Natural-language object grounding data
== Segment start ==
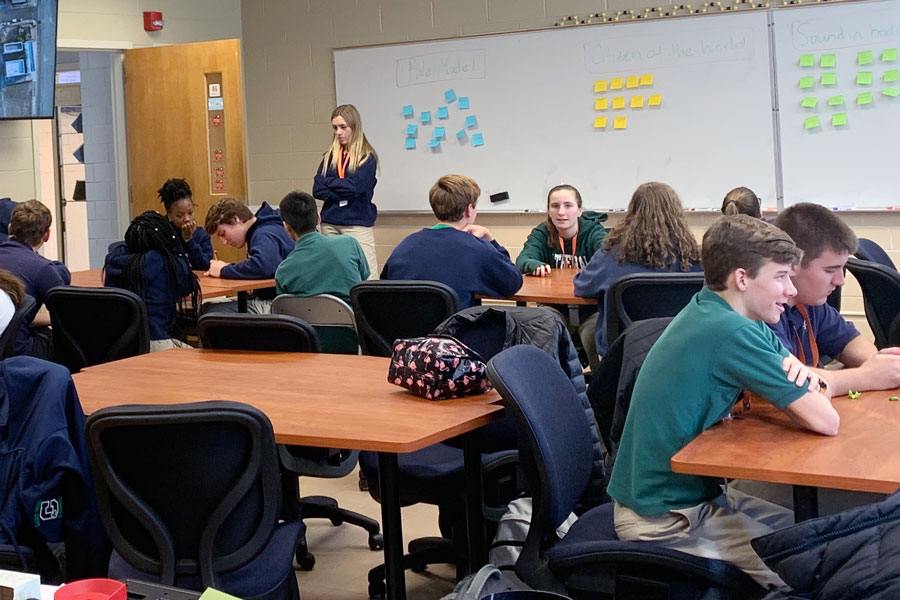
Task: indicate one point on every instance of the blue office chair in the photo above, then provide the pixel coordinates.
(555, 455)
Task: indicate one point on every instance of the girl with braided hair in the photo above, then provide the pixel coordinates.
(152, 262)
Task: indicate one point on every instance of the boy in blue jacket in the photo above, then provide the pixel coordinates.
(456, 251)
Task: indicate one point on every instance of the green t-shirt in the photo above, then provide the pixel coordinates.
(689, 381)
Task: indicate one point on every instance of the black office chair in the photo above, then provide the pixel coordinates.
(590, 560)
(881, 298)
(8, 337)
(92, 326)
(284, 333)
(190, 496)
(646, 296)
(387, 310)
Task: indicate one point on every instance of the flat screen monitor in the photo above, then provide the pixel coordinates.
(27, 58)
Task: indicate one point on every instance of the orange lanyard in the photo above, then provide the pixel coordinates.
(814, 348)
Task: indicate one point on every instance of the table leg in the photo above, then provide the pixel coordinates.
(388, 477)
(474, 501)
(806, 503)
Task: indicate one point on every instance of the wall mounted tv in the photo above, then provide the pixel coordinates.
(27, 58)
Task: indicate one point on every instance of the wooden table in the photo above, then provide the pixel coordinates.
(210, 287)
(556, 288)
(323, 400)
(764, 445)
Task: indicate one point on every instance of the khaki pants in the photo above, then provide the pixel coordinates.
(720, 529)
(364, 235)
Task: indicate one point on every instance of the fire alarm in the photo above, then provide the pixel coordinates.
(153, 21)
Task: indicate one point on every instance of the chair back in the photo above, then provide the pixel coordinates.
== Segment end ==
- [PROBLEM]: Starting at the line with "Task: indicate one point on every instance of the khaki", retype each line through the final one in the data above, unchanged and with nothing added.

- [SOLUTION FOR THIS TASK]:
Task: indicate one point on every instance of the khaki pants in the photo above, then provide the pixel coordinates.
(720, 529)
(364, 235)
Task: indicate one point on every instance of the fire alarm in the photo above, then provide the pixel coordinates.
(153, 21)
Task: indicate one point on every instance of the chair back in the photo above, then provide the pixel coordinates.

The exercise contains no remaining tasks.